• [Problem to solve]:
Only the lines from the one with "Retail shelf-audit station: indicate every instance of the pink" to the end of the data below should be given again, exactly as written.

• [Data shown]:
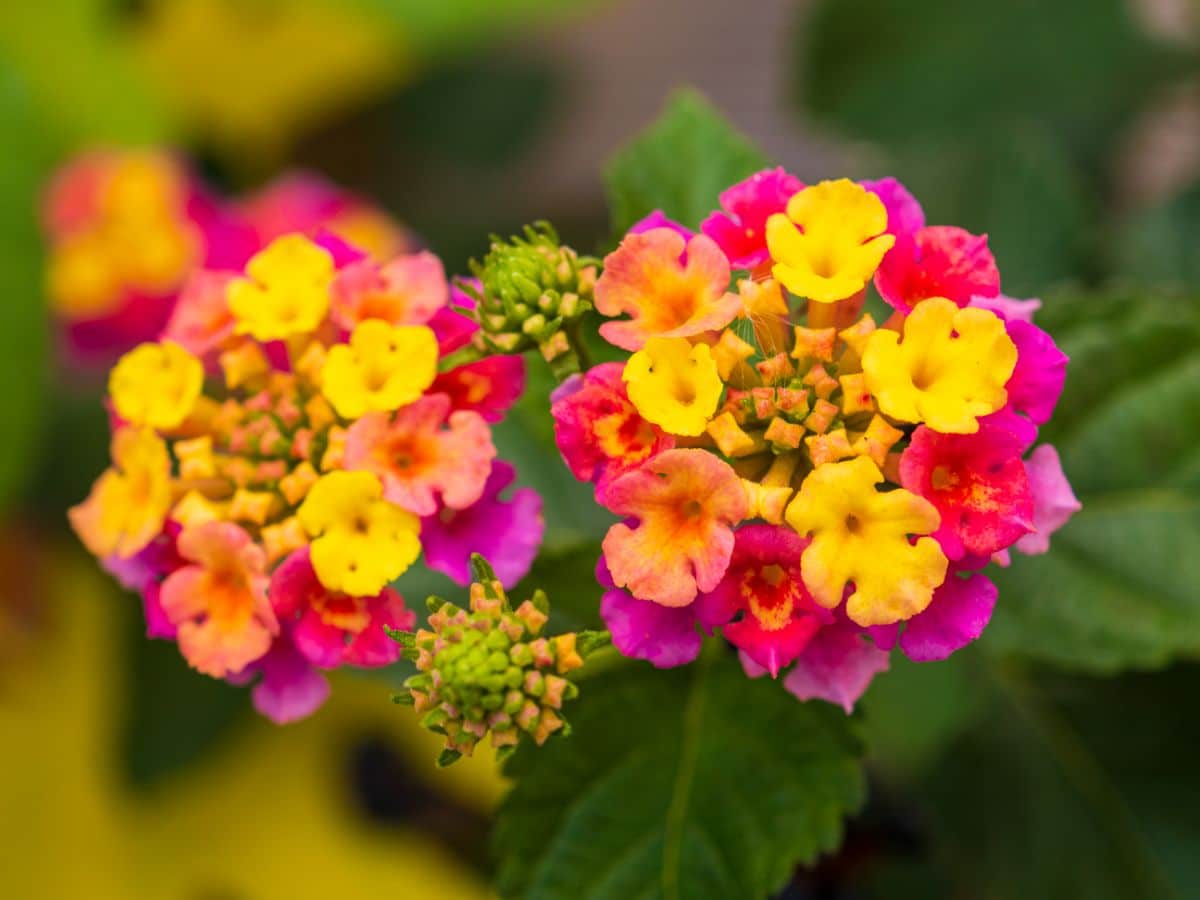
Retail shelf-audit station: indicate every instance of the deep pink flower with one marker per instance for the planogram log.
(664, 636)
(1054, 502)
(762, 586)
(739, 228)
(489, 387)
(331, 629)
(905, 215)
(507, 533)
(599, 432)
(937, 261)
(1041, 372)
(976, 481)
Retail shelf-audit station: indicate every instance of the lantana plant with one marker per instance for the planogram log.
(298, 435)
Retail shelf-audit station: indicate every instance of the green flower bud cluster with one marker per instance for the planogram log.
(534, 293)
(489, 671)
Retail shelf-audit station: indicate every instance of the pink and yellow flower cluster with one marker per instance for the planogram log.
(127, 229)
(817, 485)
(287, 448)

• [Task response]:
Retail shelf-audit station: indicate every instance of the pink and yellow flower cluster with one marker per instance for the planogram log.
(127, 229)
(817, 485)
(287, 448)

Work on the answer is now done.